───── Exercise input

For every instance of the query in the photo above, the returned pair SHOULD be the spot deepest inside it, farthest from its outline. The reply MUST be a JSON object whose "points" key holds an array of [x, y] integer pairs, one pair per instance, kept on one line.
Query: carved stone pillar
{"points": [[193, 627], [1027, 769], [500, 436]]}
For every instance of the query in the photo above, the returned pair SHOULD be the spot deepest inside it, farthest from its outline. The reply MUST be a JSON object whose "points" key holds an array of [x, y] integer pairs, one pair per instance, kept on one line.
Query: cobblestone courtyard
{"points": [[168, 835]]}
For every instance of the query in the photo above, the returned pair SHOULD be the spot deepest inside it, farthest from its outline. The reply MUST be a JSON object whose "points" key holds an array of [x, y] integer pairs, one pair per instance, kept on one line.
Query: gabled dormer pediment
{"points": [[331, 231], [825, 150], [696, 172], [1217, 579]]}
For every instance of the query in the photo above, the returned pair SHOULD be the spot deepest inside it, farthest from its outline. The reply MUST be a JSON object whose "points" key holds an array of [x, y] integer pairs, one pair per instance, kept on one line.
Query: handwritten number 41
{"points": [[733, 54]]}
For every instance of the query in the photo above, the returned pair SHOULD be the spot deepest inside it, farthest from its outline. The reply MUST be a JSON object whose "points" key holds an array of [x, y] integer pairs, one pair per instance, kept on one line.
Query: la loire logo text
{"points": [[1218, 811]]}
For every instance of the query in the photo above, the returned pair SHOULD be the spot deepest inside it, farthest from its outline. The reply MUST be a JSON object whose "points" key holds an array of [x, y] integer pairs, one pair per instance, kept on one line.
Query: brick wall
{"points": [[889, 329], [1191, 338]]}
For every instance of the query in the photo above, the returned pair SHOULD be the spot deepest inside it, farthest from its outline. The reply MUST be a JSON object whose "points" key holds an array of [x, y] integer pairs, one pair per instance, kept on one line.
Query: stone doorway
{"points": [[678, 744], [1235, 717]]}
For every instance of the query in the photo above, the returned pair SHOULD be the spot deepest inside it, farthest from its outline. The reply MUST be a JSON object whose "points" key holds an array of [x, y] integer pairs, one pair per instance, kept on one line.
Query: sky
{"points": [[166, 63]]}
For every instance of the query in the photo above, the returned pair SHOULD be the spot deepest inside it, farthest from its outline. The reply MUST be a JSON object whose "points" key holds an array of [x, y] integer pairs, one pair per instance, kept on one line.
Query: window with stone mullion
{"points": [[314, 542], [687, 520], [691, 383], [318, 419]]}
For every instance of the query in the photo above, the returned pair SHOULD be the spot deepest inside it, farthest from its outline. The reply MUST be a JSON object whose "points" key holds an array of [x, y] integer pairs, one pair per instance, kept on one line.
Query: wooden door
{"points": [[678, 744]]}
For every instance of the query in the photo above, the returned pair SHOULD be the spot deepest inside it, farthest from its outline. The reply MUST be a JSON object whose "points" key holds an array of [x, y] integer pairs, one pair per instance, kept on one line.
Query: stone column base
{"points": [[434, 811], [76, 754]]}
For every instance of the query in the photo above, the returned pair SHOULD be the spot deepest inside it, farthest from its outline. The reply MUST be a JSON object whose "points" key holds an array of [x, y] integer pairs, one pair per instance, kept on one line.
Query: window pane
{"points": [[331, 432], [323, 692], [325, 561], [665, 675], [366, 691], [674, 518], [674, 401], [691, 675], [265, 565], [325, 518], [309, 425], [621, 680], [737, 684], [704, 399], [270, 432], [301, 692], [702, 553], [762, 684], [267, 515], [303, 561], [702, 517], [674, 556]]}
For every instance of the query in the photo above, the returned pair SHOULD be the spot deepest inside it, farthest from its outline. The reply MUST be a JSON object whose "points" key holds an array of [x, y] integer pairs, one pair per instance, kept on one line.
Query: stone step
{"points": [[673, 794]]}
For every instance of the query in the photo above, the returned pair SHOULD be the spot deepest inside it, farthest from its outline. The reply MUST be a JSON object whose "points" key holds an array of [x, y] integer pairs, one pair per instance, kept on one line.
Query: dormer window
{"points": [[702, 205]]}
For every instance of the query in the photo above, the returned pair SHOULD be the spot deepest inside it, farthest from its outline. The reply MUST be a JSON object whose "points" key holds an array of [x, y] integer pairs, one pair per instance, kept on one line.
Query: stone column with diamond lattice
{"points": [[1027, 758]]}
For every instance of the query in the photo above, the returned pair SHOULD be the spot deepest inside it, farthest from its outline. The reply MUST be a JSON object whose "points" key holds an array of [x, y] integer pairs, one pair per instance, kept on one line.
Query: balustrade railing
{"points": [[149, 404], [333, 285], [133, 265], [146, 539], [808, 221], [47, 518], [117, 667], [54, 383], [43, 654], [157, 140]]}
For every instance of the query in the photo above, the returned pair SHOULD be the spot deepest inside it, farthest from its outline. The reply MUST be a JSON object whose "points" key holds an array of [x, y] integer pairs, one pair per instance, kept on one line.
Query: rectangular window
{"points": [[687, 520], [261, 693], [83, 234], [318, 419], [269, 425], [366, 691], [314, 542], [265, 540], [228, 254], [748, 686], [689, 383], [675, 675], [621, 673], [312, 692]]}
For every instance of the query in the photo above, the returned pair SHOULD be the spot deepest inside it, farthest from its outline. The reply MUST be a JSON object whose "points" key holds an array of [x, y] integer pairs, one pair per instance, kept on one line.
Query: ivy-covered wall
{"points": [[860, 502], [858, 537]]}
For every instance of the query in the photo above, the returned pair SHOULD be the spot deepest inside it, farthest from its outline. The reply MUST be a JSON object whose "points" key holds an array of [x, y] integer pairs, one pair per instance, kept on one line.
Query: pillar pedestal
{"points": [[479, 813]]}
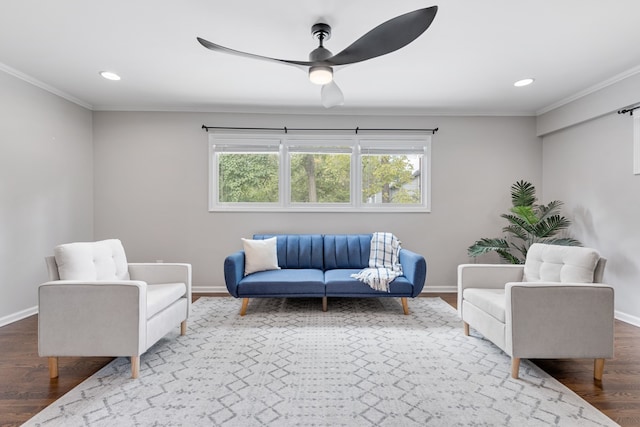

──────────

# [What is being asked]
Pictures stay out; all other material above is restated word for word.

# [Exercise result]
For every instance of the query in the photo above, the returned pair SHOULD be the spot deepest inside it, farthest from its outline. The reply MUST be a JSON object whose "points" key holds an array of [x, y] integer pairs, one pair per instance, kept on one line.
Query: carved stone pillar
{"points": [[193, 627], [1027, 769], [500, 436]]}
For every instance of the query in the photo above, the returned pair SHOULD be the spot deepest inside it, farthest from its outline. The reply MUST be a JSON object whose "points" key holds an array of [x, y] integer pairs, one pair per instance, kept on one line.
Query: cobblestone courtyard
{"points": [[168, 835]]}
For every instance of the query in the photo above, the returned pair SHOULD be the spot deepest inside it, farthest from its outline. The reply MUST be a JSON object whose "points" key holds an array of [x, y] integer pairs, one pair per instance, kept on one line.
Query: gabled dormer pediment
{"points": [[331, 231], [825, 150], [696, 172], [1217, 579]]}
For every instance of the query in the photo above, the returned pair SHOULD be the spot deepest inside it, farthest from its outline. The reply MUST be a JSON object whose "points" key holds an array of [x, y] integer pairs, one pair per instance, kept on one line.
Query: handwritten number 41
{"points": [[733, 54]]}
For every instance of the query in the photo above, the returned pair SHOULD be the spot deepest inside it, farthest from its outline. The reply MUST be a JSON object whose "points" key holds an array of [x, y] integer pairs, one pair per instance, kept on one line.
Query: la loire logo text
{"points": [[1218, 811]]}
For every instance of the query in the photo above, the returned pair SHOULD be the spot deepest inside it, farthest from its outline. The reply MUST be a JSON object whose "points" key holds an array of [x, y] integer pairs, one pair per instance, kept on one line.
Query: brick wall
{"points": [[889, 329], [1191, 338]]}
For every instance of the query in the photo above, the returned pair SHOULD be the spot deepest inside it, farthest from its outline. The reply MUST be a JSON object whose "points" key holds an array of [x, y] integer pairs, one pair per instance, kept on one line.
Query: stone doorway
{"points": [[678, 744], [1235, 717]]}
For every instance of the query in the photo above, the returned pair SHOULD be the spot deepest inside it, farthest from its outline. The reply MUST be a JSON object whose "points" key holds an array of [x, y] integer pairs, one pair per instance, kept on one line.
Query: sky
{"points": [[166, 63]]}
For every instance of the query in the photo above, the returned pair SHOULD be the spot deepest inside it, farthest from its outline. The reply MUST be a JSON object whose "points" key holds an array of [x, y] integer pairs, one pair per instance, kept on one line.
Query: window with stone mullion
{"points": [[314, 542], [687, 520], [691, 383], [318, 419]]}
For every instance of the query in the photo above, the returned pair SHOULD be the spot deepest inside it, farthest from its outline. The reply MUST be a JSON object whose "points" key holds an array of [x, y] integer pairs, one pair per instance, kept on one line.
Query: wooden door
{"points": [[678, 744]]}
For every instance of the query in the photo above, the returned pair SHOULD be the spot deepest inside it, farthest from its outline. The reply MUST be a JSON object whose "points" key holds an array of [x, y] integer pairs, one pair per instance, kept on one line.
Query: stone column base
{"points": [[434, 811], [76, 754]]}
For every instance of the query in the photo above, the returned pair SHOULD be the spot deepest inside it, farthest from its outline. The reply MUST be a JSON object whose "points" key holds an array of [x, y] integer pairs, one pair per instance, kept on one line.
Query: window pane
{"points": [[331, 432], [323, 692], [325, 561], [665, 675], [366, 691], [674, 518], [674, 401], [691, 675], [265, 565], [325, 518], [309, 425], [621, 680], [737, 684], [704, 399], [270, 432], [301, 692], [702, 553], [762, 684], [267, 515], [303, 561], [702, 517], [674, 556]]}
For every instance of the query in the photo above, the returned pair SHOULD be the spot deepest inside it, farthest from its outline. The reply MUST be a JSON object whose "points" key holds an array of [x, y] integer pairs, one pair per instance, kept on one line.
Query: stone step
{"points": [[673, 794]]}
For every instance of the query in the photo above, the returned pair SHOULD be the spot deepest inside it, farthest from its outline. The reply MUST be a JSON object whose "points" key holds an array of [x, y] integer pairs, one pair per instance, kept on one line.
Query: dormer window
{"points": [[702, 205]]}
For every instance of the query in the photo above, the returned pair SHOULD be the spot deepest inside it, farthest from its outline. The reply MUST be a JSON object whose "points" key holds an array of [x, y] integer pairs, one pair per instance, kept on one line.
Query: stone column with diamond lattice
{"points": [[1027, 758]]}
For every instance of the query in the photo above, the returned pair SHOULD be the spot deepest inside it, farthest from its outline. The reply MUST be a JSON object whose "points" key holds an array of [x, y] integer pairs, one pair per instance, kept on one line.
Query: balustrade railing
{"points": [[149, 404], [333, 285], [133, 265], [146, 539], [808, 221], [47, 518], [117, 667], [54, 383], [43, 654], [157, 140]]}
For every instance of the query in the photo above, the returned pair SHOULD be the spot deepest inside it, farthest from its outline. The reply MUST be a JSON object whose "points" key holds an array of [x, y] integer pairs, one pair per instance, kept on one line.
Query: rectangular window
{"points": [[687, 520], [261, 693], [83, 234], [318, 419], [269, 425], [366, 691], [314, 542], [265, 540], [228, 254], [748, 686], [689, 383], [675, 675], [621, 673], [312, 692]]}
For every instance of the query in the photo above, the returned pair SHOULD be the spot deepest inside it, farthest from its outline. The reply MUST be a JSON object whose "points" key holds an array of [x, y] integer pairs, one pair per instance, kept on one line.
Query: ivy-covered wall
{"points": [[860, 502], [858, 537]]}
For every instance of the query in the photo above, the returned pair SHOULD be the spot deepest inside it, farthest from its outline. The reply MUST be a JSON object whose "points" key holds an array of [x, y] integer pairs, one pair per instance, kept on one line.
Query: pillar pedestal
{"points": [[479, 813]]}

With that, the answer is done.